> AIM
Copy out every one of the entries below word for word, omitting the pictures.

※

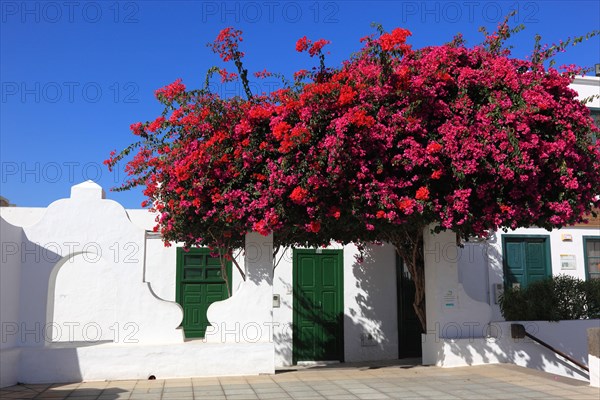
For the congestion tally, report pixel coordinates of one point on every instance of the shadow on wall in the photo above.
(500, 347)
(26, 391)
(370, 321)
(371, 299)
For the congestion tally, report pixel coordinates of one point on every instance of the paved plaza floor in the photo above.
(342, 381)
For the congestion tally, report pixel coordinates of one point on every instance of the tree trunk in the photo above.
(409, 246)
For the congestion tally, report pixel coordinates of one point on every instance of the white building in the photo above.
(88, 292)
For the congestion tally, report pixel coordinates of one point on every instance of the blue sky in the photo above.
(75, 74)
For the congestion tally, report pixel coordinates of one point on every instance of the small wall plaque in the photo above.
(567, 262)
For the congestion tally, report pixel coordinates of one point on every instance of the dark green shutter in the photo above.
(318, 305)
(199, 284)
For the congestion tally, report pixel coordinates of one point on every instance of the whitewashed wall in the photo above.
(10, 282)
(81, 268)
(370, 304)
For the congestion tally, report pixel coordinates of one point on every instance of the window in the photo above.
(591, 252)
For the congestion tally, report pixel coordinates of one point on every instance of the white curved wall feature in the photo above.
(88, 224)
(247, 316)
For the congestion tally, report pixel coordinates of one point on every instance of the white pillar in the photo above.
(247, 316)
(451, 313)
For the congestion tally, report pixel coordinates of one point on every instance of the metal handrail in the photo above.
(518, 332)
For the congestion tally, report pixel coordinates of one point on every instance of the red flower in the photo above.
(261, 227)
(422, 193)
(314, 226)
(395, 40)
(437, 174)
(136, 128)
(302, 44)
(171, 91)
(317, 46)
(334, 212)
(346, 95)
(156, 124)
(298, 195)
(434, 147)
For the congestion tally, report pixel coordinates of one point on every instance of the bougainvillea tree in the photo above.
(393, 141)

※

> CORRECT ANSWER
For the congestion tally, report pixel coordinates of one point on every instance of the shadow on wall in the photo above.
(500, 347)
(26, 391)
(370, 321)
(371, 299)
For the congestion tally, report pixel coordinates of one point on every instance of the paved plaza floor in the photo above.
(342, 381)
For the congestion tally, report pixel coordinates of one point on every instance of the tree trunk in the photo above.
(409, 246)
For the congestion tally, report pixel coordinates of one point on every instance of the white building in the photo above.
(88, 292)
For the congestion tally, report pixel coordinates of one point on every instance of the blue sky in the photo above.
(75, 74)
For the congestion tally, report pixel coordinates of one point on every instance of the small wall plaque in the photo above.
(567, 262)
For the congestion tally, report pixel coordinates of one point on every instance of the dark green shutter in the photo above.
(318, 305)
(199, 284)
For the congestion tally, report pixel coordinates of one point on every instance of the whitewashed wall in the photo above.
(10, 282)
(81, 268)
(370, 304)
For the congestion tally, report pixel coordinates of one point on every instance of the window in the photo above.
(591, 252)
For the congestion tally, report pixel coordinates of one point on every instance of the white curved wall feature in the photo above.
(88, 224)
(247, 316)
For the congestion tally, report pixel coordinates of one point on every instance of the white pillar in the photo above.
(247, 316)
(451, 313)
For the congestion tally, report pixel coordinates of one point on every instance of the metal handrail in the photo above.
(518, 332)
For the congestion tally, report pixel coordinates of one point on every instance of the red flower in the photo above.
(261, 227)
(422, 193)
(314, 226)
(395, 40)
(437, 174)
(136, 128)
(302, 44)
(171, 91)
(317, 46)
(334, 212)
(346, 95)
(156, 124)
(298, 195)
(434, 147)
For the congestion tally, report pixel coordinates of one point on every instance of the bougainvillea tree in the photo above.
(393, 141)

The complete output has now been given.